ASSIGNED TASK -
Of the entries below, return exactly those lines that fall between the one containing "boot on floor." and the one containing "wood plank wall.", the two end lines included.

Segment Start: DATA SHOWN

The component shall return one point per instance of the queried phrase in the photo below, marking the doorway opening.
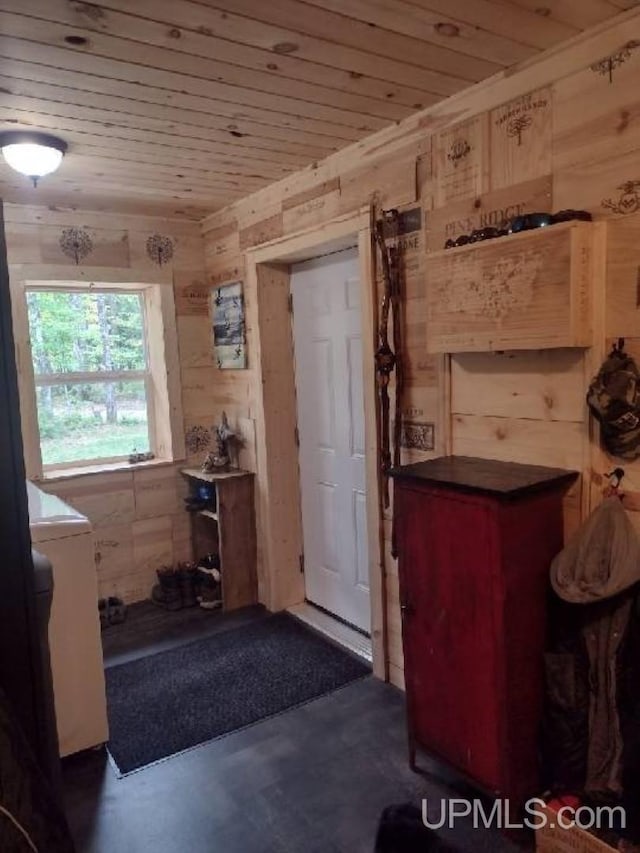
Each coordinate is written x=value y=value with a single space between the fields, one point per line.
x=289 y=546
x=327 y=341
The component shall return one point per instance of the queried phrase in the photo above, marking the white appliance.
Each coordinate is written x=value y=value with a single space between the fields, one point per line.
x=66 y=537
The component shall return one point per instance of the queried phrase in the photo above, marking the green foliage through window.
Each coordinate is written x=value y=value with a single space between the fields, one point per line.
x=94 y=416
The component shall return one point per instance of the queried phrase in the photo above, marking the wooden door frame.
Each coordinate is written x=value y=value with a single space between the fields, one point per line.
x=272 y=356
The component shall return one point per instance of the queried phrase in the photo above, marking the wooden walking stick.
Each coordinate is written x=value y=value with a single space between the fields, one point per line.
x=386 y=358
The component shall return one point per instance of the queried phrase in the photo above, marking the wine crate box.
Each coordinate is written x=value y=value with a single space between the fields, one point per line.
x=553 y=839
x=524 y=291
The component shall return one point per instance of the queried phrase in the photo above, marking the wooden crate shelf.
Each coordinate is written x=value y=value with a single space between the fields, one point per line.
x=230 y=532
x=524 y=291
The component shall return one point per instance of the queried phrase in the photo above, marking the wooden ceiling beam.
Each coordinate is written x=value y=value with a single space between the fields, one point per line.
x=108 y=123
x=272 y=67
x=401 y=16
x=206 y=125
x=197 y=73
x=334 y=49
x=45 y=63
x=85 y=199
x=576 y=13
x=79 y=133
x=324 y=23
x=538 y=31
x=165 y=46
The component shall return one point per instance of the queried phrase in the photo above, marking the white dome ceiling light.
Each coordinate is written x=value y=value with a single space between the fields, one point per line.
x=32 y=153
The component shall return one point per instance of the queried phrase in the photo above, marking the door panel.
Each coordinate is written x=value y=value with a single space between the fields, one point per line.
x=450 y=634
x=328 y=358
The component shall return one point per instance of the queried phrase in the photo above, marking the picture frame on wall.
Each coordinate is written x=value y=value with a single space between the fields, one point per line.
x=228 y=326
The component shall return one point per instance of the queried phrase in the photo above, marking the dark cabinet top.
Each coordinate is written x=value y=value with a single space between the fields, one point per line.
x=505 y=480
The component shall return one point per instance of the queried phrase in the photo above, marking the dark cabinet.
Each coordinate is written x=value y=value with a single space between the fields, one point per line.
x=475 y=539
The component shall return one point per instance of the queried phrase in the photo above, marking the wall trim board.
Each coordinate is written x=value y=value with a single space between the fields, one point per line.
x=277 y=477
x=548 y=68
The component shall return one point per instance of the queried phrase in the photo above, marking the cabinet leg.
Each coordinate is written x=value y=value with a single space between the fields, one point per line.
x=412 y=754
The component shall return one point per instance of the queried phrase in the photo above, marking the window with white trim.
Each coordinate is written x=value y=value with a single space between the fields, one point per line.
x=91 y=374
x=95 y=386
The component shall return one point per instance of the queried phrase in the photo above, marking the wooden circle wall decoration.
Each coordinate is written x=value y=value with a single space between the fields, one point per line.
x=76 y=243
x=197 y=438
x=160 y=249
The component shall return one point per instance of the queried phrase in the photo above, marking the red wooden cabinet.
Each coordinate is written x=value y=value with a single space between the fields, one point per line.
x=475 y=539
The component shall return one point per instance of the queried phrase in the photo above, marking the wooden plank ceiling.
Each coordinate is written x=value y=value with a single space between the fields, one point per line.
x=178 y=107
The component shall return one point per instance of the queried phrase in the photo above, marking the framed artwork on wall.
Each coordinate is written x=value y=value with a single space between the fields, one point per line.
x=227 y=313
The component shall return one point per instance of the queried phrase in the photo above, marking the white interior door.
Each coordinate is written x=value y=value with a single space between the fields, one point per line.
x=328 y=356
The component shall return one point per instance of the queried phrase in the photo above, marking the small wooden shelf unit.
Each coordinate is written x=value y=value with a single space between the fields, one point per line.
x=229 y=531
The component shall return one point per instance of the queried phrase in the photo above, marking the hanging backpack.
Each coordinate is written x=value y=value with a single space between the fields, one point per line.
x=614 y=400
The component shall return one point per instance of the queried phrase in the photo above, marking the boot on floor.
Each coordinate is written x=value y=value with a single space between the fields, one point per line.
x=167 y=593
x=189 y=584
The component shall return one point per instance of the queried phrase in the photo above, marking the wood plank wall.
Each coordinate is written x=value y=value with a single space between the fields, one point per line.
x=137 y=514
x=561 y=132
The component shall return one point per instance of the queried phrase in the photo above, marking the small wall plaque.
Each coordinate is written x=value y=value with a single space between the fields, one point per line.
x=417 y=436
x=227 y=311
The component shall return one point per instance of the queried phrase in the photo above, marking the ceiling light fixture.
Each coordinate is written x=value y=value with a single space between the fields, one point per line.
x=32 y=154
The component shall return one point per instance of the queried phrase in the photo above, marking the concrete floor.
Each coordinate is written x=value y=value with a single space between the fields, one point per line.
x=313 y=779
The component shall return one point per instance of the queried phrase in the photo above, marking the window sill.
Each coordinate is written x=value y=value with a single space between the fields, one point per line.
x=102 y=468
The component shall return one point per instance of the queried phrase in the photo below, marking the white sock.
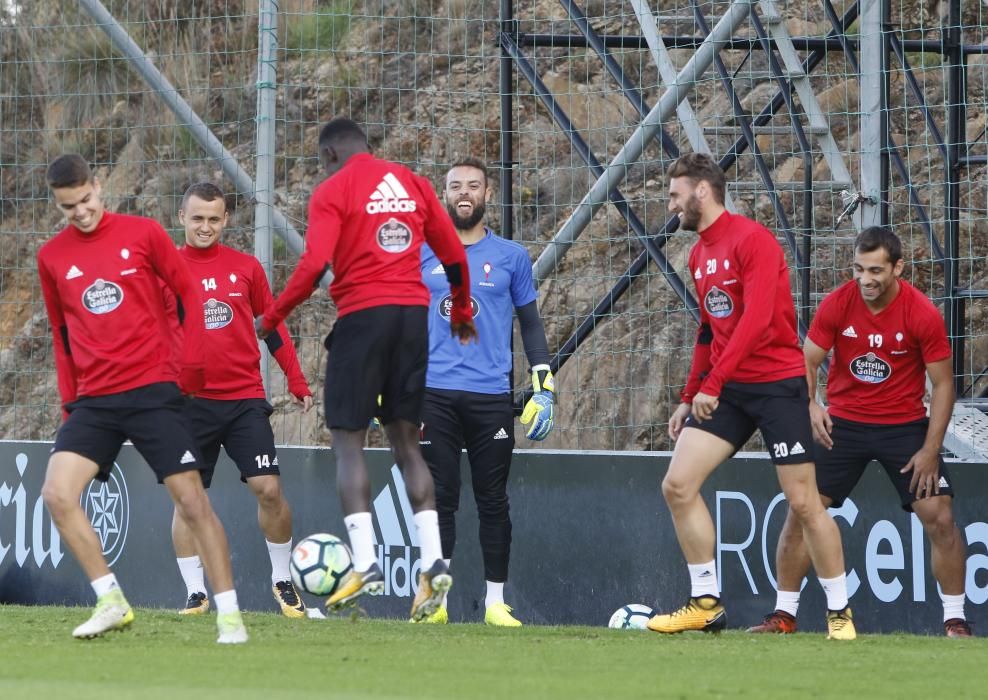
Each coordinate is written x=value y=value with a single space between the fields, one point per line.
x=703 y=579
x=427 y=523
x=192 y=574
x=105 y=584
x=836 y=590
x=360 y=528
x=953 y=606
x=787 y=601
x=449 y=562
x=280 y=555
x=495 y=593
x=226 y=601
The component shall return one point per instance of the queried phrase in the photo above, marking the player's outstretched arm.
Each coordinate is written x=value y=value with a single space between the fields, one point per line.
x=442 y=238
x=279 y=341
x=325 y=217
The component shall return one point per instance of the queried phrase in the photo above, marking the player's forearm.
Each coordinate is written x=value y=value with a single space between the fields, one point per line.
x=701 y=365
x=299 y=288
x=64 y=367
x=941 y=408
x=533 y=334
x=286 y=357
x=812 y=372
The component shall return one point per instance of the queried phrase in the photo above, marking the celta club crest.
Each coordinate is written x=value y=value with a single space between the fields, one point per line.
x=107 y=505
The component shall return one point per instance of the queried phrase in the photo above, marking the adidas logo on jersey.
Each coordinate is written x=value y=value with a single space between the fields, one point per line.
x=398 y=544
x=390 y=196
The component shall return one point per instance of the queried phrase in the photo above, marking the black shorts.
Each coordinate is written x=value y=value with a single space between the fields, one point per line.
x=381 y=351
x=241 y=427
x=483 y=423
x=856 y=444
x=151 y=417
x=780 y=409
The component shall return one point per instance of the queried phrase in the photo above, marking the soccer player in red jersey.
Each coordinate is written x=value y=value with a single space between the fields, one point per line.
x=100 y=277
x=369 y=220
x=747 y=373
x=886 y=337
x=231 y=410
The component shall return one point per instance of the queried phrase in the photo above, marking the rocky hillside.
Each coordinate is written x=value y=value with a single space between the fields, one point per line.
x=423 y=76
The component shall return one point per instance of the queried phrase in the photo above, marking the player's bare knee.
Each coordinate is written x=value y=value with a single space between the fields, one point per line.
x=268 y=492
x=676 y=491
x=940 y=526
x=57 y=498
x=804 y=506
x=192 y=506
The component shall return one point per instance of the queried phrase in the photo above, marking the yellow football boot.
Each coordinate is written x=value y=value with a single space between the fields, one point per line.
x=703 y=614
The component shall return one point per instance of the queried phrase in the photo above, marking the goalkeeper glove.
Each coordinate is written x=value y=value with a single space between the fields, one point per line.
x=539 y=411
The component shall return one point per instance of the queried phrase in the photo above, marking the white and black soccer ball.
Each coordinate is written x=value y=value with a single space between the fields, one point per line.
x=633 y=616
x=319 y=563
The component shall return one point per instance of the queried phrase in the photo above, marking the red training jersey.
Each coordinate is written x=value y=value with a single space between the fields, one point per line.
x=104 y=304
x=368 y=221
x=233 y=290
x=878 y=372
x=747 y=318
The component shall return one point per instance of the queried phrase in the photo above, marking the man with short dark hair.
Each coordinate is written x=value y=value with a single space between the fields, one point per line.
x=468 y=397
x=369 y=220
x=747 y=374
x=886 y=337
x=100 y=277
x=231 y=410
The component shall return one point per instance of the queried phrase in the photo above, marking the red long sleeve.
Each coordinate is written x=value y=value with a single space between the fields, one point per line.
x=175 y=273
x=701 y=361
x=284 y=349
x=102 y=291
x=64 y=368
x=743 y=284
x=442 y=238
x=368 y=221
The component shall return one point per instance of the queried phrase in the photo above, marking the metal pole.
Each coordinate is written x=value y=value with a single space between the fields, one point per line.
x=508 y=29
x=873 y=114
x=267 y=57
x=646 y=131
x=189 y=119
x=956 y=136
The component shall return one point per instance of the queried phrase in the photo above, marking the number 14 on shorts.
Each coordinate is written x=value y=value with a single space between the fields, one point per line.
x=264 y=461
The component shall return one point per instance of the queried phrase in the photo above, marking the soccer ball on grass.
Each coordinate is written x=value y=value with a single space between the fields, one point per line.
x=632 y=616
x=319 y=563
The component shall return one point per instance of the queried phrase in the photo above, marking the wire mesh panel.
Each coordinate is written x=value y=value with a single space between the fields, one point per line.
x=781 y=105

Segment End: DATA SHOWN

OUTPUT BELOW -
The component shall return one point per instance of the queried phrase in the photo above, marking the boot on floor.
Each coordinate is written x=value y=value with a single space between the fields, one point per line.
x=167 y=593
x=189 y=584
The component shall return one point per instance of the queried phrase in the photo above, marking the wood plank wall.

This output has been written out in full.